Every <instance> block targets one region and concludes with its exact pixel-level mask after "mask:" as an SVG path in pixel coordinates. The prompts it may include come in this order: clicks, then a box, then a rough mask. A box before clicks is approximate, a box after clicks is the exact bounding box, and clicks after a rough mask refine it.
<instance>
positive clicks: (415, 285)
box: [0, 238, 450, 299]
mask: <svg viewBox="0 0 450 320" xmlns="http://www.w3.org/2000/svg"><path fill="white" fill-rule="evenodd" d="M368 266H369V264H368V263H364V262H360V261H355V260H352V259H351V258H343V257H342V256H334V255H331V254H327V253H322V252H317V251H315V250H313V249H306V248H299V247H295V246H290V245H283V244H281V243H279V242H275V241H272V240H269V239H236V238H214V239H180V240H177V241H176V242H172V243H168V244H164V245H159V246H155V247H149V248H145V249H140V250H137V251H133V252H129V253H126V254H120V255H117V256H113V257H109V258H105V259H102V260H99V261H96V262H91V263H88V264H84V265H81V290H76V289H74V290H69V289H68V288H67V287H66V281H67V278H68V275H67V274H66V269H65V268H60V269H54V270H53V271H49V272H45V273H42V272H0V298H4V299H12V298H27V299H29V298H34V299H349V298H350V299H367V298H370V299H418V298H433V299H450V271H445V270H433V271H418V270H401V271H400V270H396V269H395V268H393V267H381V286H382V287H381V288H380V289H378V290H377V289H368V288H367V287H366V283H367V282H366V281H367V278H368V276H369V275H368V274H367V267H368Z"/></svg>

Instructions for the task » So that nothing is lost, return the listing exactly and completely.

Solved exercise »
Every <instance> block targets one region and concludes with its exact pixel-level mask after "mask:" as an SVG path in pixel coordinates. The prompts it may include come in this order: clicks, then a box, then a rough mask. A box before clicks is approximate, a box after clicks is the exact bounding box, and clicks after a rough mask refine it.
<instance>
positive clicks: (415, 285)
box: [0, 238, 450, 299]
mask: <svg viewBox="0 0 450 320" xmlns="http://www.w3.org/2000/svg"><path fill="white" fill-rule="evenodd" d="M368 266H369V264H368V263H364V262H360V261H355V260H352V259H351V258H343V257H342V256H334V255H331V254H327V253H322V252H317V251H315V250H313V249H306V248H299V247H295V246H290V245H283V244H281V243H279V242H275V241H272V240H269V239H236V238H214V239H180V240H177V241H176V242H172V243H168V244H164V245H159V246H155V247H149V248H145V249H140V250H137V251H133V252H129V253H126V254H120V255H117V256H113V257H109V258H105V259H102V260H99V261H96V262H91V263H88V264H84V265H81V290H76V289H74V290H69V289H68V288H67V287H66V281H67V278H68V275H67V274H66V269H65V268H60V269H54V270H53V271H49V272H45V273H42V272H0V298H4V299H12V298H27V299H29V298H34V299H349V298H350V299H367V298H370V299H418V298H433V299H450V271H445V270H433V271H418V270H401V271H400V270H396V269H395V268H393V267H381V286H382V287H381V288H380V289H378V290H377V289H368V288H367V287H366V283H367V282H366V281H367V278H368V276H369V275H368V274H367V267H368Z"/></svg>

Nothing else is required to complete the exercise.